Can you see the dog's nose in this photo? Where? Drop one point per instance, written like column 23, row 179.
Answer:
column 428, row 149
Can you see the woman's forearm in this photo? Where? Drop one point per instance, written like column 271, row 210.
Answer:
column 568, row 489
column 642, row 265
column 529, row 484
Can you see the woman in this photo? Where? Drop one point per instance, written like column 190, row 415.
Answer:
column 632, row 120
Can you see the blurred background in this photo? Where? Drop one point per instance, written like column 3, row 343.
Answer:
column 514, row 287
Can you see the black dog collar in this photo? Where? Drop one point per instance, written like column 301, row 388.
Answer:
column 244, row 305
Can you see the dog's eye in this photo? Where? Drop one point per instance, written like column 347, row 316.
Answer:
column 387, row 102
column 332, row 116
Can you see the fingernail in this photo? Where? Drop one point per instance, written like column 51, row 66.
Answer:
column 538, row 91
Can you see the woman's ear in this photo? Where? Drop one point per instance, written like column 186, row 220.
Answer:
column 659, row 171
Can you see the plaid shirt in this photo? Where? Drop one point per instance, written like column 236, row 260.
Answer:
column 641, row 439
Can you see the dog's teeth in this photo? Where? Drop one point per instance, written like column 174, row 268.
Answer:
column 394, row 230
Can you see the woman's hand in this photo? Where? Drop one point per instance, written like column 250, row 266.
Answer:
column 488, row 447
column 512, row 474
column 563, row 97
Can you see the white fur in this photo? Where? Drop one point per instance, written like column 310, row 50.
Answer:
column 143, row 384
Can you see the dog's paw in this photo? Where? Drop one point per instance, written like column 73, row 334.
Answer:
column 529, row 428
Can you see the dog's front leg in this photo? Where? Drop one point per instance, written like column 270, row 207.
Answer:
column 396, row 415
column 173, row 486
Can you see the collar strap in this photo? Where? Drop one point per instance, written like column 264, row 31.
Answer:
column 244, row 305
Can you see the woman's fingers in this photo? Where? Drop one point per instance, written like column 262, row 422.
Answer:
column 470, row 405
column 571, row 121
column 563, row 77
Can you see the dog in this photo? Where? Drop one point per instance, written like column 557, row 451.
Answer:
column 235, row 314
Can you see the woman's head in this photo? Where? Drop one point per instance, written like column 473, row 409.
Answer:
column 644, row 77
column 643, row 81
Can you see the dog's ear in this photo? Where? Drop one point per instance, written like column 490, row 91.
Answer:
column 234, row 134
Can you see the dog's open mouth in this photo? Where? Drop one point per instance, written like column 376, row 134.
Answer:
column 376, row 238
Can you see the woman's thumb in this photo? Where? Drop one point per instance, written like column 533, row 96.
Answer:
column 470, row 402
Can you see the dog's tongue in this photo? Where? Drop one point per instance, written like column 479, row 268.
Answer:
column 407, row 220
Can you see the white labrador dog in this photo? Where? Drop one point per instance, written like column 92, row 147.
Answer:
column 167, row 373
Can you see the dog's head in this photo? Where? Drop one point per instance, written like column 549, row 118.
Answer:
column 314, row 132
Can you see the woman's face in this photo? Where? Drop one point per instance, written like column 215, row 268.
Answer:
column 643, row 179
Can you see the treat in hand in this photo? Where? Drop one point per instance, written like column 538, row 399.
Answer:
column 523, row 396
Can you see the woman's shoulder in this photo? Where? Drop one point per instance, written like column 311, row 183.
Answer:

☆ ☆ ☆ ☆

What is needed
Which lines of the records above contain the word "white"? Report each one in full.

Answer area
Can you see the white fur in this photo? Where? Drop one point per instance, written like column 310, row 50.
Can you see the white labrador dog in this photo? Where? Drop one point per instance, written like column 92, row 147.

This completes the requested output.